A run of records:
____________________

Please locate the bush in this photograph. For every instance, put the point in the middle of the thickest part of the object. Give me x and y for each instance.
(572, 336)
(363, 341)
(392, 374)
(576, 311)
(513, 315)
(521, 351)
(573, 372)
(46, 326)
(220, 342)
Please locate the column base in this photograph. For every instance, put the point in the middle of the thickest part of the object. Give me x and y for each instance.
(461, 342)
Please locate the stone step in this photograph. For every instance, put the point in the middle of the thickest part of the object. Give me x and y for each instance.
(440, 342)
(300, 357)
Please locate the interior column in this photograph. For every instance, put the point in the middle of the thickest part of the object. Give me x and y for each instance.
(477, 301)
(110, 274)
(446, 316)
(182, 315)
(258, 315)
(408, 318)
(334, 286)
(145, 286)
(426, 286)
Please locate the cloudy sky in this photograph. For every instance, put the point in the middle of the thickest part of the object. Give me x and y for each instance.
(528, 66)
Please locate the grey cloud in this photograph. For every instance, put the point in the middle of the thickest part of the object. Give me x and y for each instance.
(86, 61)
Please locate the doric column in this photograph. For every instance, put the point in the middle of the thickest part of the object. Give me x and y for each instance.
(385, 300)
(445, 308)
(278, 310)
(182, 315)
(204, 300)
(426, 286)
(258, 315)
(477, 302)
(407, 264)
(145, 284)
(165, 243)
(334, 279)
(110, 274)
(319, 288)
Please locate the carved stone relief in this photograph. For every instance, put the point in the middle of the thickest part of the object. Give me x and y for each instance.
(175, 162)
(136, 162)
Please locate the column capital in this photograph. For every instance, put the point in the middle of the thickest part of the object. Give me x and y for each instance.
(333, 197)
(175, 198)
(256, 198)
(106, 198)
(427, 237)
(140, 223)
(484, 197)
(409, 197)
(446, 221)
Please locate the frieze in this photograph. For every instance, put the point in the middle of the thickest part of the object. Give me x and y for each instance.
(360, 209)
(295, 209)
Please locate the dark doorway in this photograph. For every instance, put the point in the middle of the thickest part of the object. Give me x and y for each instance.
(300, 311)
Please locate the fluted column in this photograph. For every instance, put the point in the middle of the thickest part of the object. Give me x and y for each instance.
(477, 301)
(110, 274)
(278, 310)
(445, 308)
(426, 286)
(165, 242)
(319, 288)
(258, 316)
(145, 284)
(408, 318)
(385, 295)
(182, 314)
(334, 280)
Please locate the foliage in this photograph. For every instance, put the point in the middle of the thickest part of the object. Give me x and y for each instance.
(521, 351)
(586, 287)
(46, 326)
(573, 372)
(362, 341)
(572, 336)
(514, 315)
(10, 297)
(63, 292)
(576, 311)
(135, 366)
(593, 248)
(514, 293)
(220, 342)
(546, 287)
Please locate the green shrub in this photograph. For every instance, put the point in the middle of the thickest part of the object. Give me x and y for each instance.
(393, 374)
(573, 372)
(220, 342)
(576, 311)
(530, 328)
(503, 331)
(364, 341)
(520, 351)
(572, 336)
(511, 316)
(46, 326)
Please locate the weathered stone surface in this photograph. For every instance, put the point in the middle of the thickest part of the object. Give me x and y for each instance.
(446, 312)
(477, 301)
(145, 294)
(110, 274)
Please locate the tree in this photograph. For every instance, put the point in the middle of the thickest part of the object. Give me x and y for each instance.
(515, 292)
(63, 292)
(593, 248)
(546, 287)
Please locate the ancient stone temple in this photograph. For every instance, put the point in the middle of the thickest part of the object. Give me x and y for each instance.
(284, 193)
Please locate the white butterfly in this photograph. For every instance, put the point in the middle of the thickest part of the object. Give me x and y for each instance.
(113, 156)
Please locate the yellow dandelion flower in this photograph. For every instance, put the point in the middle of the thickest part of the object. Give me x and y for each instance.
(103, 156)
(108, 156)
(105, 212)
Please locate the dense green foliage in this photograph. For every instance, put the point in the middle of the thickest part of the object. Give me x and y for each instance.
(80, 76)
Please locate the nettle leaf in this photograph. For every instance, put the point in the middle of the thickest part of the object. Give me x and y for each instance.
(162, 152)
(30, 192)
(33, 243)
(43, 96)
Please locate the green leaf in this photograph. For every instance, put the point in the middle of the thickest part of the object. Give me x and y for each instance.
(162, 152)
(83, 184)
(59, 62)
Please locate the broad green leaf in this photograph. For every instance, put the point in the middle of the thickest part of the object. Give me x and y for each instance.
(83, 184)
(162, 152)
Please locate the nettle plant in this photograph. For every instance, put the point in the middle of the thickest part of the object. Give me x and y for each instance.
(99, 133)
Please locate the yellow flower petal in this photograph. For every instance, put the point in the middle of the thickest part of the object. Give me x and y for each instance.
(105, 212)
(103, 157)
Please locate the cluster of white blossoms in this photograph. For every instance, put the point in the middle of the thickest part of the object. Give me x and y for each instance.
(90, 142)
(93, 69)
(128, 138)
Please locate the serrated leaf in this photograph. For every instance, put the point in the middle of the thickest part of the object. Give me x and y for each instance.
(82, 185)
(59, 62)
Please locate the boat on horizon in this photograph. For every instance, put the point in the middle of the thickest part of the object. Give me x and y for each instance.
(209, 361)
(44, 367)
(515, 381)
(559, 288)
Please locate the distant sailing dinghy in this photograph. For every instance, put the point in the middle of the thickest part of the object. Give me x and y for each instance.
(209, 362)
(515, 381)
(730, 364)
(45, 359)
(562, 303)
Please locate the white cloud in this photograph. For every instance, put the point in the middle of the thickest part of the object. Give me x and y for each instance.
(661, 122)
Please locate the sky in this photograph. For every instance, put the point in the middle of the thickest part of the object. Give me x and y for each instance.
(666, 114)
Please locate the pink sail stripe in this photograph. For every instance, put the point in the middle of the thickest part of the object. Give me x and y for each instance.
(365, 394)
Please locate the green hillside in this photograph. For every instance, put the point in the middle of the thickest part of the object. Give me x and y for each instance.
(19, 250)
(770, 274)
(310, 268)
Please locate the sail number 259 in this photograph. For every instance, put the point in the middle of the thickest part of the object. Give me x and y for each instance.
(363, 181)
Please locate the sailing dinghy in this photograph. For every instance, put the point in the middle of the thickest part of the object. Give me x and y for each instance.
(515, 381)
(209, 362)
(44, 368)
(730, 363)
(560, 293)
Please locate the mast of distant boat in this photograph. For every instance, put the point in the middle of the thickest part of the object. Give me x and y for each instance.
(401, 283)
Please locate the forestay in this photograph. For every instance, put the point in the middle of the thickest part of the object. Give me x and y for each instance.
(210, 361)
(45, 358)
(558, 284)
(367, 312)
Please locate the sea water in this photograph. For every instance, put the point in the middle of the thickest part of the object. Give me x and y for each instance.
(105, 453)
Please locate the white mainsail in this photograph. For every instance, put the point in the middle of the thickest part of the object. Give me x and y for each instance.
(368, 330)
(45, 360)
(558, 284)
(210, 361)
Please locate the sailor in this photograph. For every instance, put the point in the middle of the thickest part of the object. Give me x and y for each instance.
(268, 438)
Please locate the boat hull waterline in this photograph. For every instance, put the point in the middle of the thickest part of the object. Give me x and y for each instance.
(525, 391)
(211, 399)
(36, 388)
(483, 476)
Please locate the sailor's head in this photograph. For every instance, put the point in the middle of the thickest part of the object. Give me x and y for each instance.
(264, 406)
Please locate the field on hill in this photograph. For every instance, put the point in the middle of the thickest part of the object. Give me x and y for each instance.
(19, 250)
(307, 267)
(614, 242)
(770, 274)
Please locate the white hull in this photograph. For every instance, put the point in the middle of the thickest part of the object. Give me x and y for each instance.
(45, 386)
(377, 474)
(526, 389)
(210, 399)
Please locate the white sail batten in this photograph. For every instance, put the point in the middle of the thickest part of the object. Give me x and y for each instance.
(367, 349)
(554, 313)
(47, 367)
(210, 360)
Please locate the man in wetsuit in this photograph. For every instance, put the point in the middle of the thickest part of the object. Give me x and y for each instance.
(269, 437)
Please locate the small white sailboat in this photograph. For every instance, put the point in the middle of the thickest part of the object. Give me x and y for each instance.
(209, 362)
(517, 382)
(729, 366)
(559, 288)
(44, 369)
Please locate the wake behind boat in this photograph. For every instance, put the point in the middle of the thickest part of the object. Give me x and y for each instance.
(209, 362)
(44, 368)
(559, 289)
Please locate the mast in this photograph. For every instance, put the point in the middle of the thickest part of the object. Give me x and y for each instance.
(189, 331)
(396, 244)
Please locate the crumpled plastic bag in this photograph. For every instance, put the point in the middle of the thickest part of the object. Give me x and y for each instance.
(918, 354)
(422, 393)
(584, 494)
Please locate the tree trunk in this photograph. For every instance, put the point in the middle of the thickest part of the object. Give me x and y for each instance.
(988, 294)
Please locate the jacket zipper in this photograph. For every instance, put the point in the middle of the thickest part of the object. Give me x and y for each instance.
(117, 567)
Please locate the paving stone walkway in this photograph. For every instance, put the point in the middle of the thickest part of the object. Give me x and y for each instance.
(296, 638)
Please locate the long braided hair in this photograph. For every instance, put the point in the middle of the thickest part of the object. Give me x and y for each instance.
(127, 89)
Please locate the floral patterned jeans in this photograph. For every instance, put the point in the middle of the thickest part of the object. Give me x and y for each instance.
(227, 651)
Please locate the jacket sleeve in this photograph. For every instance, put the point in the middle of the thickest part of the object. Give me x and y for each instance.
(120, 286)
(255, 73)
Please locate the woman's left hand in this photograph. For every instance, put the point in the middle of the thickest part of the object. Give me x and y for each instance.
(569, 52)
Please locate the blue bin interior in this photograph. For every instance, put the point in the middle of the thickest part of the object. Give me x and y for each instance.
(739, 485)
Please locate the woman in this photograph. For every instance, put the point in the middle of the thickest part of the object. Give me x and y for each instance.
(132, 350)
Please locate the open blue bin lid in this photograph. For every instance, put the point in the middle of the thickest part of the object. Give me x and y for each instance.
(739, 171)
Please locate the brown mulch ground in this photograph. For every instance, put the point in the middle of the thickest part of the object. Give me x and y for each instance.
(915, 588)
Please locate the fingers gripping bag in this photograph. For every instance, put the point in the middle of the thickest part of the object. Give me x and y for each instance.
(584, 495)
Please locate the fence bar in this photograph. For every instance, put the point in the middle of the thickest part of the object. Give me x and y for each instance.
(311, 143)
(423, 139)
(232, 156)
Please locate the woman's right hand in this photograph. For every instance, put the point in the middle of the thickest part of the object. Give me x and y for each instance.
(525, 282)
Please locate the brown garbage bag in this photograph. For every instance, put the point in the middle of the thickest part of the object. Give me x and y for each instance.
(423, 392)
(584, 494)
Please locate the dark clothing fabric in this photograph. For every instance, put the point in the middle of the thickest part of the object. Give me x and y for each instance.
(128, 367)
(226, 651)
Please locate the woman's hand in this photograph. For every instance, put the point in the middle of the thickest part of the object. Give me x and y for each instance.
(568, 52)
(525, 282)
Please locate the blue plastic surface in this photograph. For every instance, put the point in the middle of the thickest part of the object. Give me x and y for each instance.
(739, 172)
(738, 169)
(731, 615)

____________________

Stated problem:
Print only the lines from the one with "Please locate the dark clothing" to the end of the records, both included.

Task solution:
Please locate the dark clothing fabric in this photograph. For every instance, put the point in the middle of the thickest part of the object. Give me x and y for each instance.
(128, 367)
(226, 651)
Please locate the woman's hand in this photograph. For every instance, put the point in the middle of the thickest part of the object. Give me x and y for each instance.
(568, 52)
(525, 282)
Please locate the blue plastic surface in this photograph. For every instance, put the point in the middle of the thickest part of the object. Give me x and y for each instance.
(739, 172)
(738, 169)
(731, 615)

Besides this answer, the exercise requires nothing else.